EXERCISE DETAILS =>
The answer must be every entry, given again word for word.
-------
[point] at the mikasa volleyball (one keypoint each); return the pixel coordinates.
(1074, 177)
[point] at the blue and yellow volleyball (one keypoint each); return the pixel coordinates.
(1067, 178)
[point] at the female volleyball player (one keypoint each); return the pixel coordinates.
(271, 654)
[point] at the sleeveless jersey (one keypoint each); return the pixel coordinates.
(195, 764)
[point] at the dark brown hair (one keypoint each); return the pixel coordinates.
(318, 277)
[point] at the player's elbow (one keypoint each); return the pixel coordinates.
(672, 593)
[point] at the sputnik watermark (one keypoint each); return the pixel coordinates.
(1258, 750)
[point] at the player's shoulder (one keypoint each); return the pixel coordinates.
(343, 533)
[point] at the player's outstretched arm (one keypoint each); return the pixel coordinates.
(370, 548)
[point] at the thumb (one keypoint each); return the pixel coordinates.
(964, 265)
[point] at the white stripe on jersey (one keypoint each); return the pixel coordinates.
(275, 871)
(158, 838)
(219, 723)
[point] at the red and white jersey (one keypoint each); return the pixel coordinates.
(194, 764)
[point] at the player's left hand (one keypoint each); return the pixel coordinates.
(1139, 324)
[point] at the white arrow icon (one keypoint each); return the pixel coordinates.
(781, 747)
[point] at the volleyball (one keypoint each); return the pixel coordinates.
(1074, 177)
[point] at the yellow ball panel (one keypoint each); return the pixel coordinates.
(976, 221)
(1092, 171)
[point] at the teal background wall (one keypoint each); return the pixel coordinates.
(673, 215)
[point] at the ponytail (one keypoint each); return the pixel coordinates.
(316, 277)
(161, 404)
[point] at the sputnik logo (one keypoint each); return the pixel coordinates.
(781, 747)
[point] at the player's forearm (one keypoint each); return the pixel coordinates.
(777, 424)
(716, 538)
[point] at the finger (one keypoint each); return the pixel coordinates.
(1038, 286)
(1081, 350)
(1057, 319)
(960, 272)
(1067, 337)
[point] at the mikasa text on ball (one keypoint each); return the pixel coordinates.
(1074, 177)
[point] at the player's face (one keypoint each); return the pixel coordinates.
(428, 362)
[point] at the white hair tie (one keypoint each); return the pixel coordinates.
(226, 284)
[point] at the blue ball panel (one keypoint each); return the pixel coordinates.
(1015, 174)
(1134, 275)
-------
EXERCISE OUTPUT =>
[point] at the mikasa volleyball (one keypoint each); return the pixel coordinates.
(1074, 177)
[point] at the blue and yellow volleyball (one keypoint each); return the pixel coordinates.
(1067, 178)
[point] at the female volleyball player (one keypoint each); return the pixel coordinates.
(271, 654)
[point] at the sleeveless jersey (one keypoint each); return the pixel coordinates.
(195, 764)
[point] at the dark brown hair (one keypoint each); return the pixel coordinates.
(318, 277)
[point] at the player's elbow (one keypoint each); return the pixel coordinates.
(672, 593)
[point] at the sputnik watermark (one keypoint each); return the pixel coordinates.
(1258, 750)
[point] at the player's shoulder (one keypoint each); return the pixel coordinates.
(343, 533)
[point] at the player's outstretched arm (one keypoint each); return the pixel coordinates.
(370, 548)
[point] at the thumb (one keypoint each); return the pixel coordinates.
(964, 265)
[point] at the white stripe on jersey (one keypoint each); return the pixel coordinates.
(275, 871)
(158, 838)
(219, 723)
[point] at the red and white jersey (one keypoint each); return the pixel coordinates.
(194, 764)
[point] at the player's left hand (one keypoint each); return the pixel coordinates.
(1139, 324)
[point] at the white arrow icon (one keypoint each); return the pixel coordinates.
(781, 747)
[point] at the volleyball (one keypoint each); return the pixel coordinates.
(1074, 177)
[point] at the yellow ball panel (one keypoint each); return the pixel coordinates.
(976, 221)
(1092, 171)
[point] at the teal background wall (one keypoint each); return the pixel coordinates.
(673, 215)
[point] at the ponytail (one keypoint each); return the pixel coordinates.
(316, 277)
(161, 404)
[point] at the sputnik logo (one keypoint each); return the pixel coordinates.
(781, 747)
[point] at the player's forearm (one keypoint each); return the pixel coordinates.
(777, 424)
(716, 538)
[point] at the finger (one keypoint each); return the pixel coordinates.
(1038, 286)
(1081, 350)
(1057, 319)
(960, 272)
(1067, 337)
[point] at the mikasa text on ball (one keypoint each); return the pixel coordinates.
(1074, 177)
[point] at the player's face (one keypoint each); return the pixel coordinates.
(428, 362)
[point] at the white hair tie (one keypoint each); return the pixel coordinates.
(226, 284)
[point] at the blue ball panel (one keypoint each); return the pixel coordinates.
(1015, 174)
(1134, 275)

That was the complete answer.